• 抜粋テキスト

>>

今日は軽~いお話し。


たぶん、半年以上前に流れていたCMだと思います。 最初に見たのは、秋ごろ、渋谷の駅前でした。

AKBの何人かが(誰って? そんな、私みたいなおっさんに、名前なんかわかるわけないでしょ!)出てきて、顔にニキビがぽちっとできて、「B」って出て、ってやつです。 タレントさんのくせにちゃんと今でもYouTubeのってますね、えらいえらい。 こちらです。 (埋め込みで再生できないうようなので、クリックしてYouTubeに飛んでください。)

これ、好きなんですよ。

いいCMだなぁ、と。

常日頃、TVに、特にCMの、「よしもと・あきもと・じゃにーずキャンセラー」が付いてればいいのに、と思っていますが、このCMは許す。

チョコラBBとハイチオールCとQPコーワゴールドと共に生きてきた私の世代にとって、「ハイチオールB」というのは、「なぜ必要なの? チョコラBBよりいいの?」って薬ですが、でも、このCM見た時は、あらら、同じような薬ならこっちだな、と思ってしまったり。 あるいは、私が10~20代だったら、こっちですね、間違いなく。


さて、薬は治したいものがあるから買います。

何を当たり前のことを、とお思いでしょう。

さらにわかりやすく言うと、「何が治るかわからない薬を買うか?」

買わないですよね。

なので、薬は、「何の、どの程度の症状を治すのか」を伝えないと売れないわけです。

<<

• 分析用データ
>>

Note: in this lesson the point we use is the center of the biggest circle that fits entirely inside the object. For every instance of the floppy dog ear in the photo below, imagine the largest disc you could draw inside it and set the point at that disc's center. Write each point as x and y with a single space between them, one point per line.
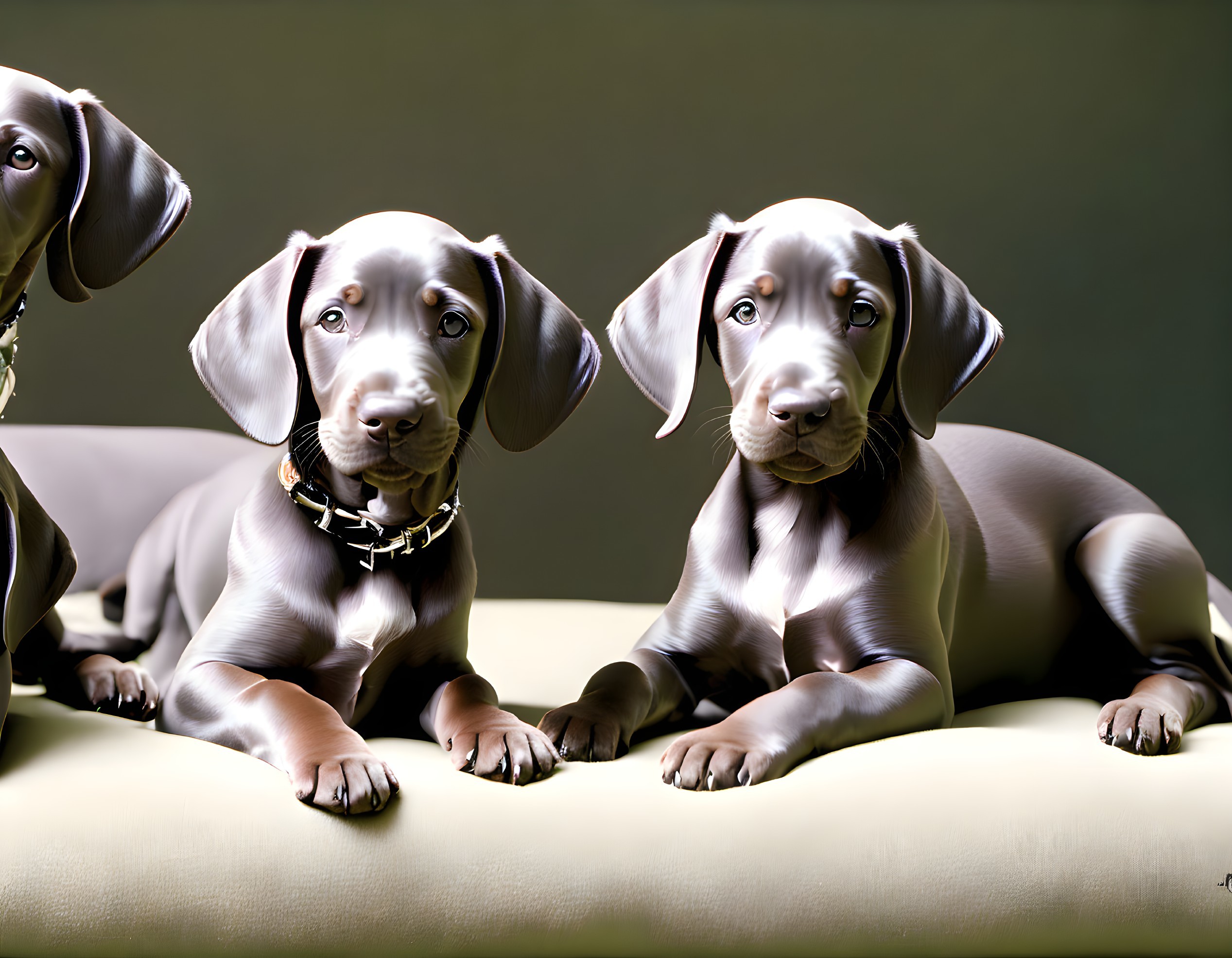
948 337
659 330
242 351
546 361
121 202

<<

• 課題 1
ハイチオールBのCMについての文章から、「これ、好きなんですよ。」を含む語句で始まり「さて、薬は治したいものがあるから買います。」で終わる部分を、一字も変えずに書き写してください。
• 課題 2
ハイチオールBのCMについての文章によると、筆者がこのCMを最初に見た場所はどこですか。
• 課題 3
ハイチオールBのCMについての文章を、最後の文のあとから書き継いでください。
データはハイチオールBのCMについての文章とは無関係です。

• 出力 1
これ、好きなんですよ。

いいCMだなぁ、と。

常日頃、TVに、特にCMの、「よしもと・あきもと・じゃにーずキャンセラー」が付いてればいいのに、と思っていますが、このCMは許す。

チョコラBBとハイチオールCとQPコーワゴールドと共に生きてきた私の世代にとって、「ハイチオールB」というのは、「なぜ必要なの? チョコラBBよりいいの?」って薬ですが、でも、このCM見た時は、あらら、同じような薬ならこっちだな、と思ってしまったり。 あるいは、私が10~20代だったら、こっちですね、間違いなく。


さて、薬は治したいものがあるから買います。

• 出力 2
渋谷の駅前です。

• 出力 3
しかし、この業界のコミュニケーションはかなり難しいんですね。 何より法的な規制やそれに準ずる規制が多い。 働く・効く、とは言えるけど、治るとは言えない。 登録した効能以外の効果があっても、それは言えない。

よそのブランドより効果が高いとしても、比較なんてやったら即呼び出しくらいますし、もちろん呼び出しだけでは済まない。 他の商品のこととかも、痛くない腹まで探られて、いじめられまくりますから、みなさん、とても気を遣います。

登録されている効能が「症状の緩和」だったりすることが多いので、完治するかのような表現はできません。 たとえ、完治する場合でも。

(さらに、伝えないといけない決まりも多く、「使用上の注意をよく読み、・・・」とか、あるわけです。)

以前記事にしたように、そもそも薬は「積極的に売ってはいけない」ことになっているわけで、そんなこんなで、各社、大変ご苦労をされています。

ところが、治したい症状があるから買うんだし、なんとかして、他の製品より効きそうだということを伝えたい、ということで、ことさらに症状が重そうな表現をすると、今度は見ている人に「なんかものすごくきつい薬みたいで、副作用がひどそう」とか思われたり、ひどい場合は「なんだか怖そうだから使いたくない」という非論理的な反応をされたりもします。

ニキビなどのように、それほどシリアスでない症状に対応する薬などの場合、あまりシリアスな表現をすると、逆効果の怖さがさらに強くなりますね。

(お医者さんで治しましょう、が、随分流行っていますが、いいですけど、それほど困っていない人は10割負担でお願いしますよ。 私たちの医療保険とか税金とかであなたのニキビを治すのは、ちょっと・・・。)

ということで、売り上げが、戦略的な差別化要素以上に、ネーミングや広告などのコミュニケーションといった表現的な要素(や、どれだけ大量にCMを流すかという力勝負)に大きく左右されたりします。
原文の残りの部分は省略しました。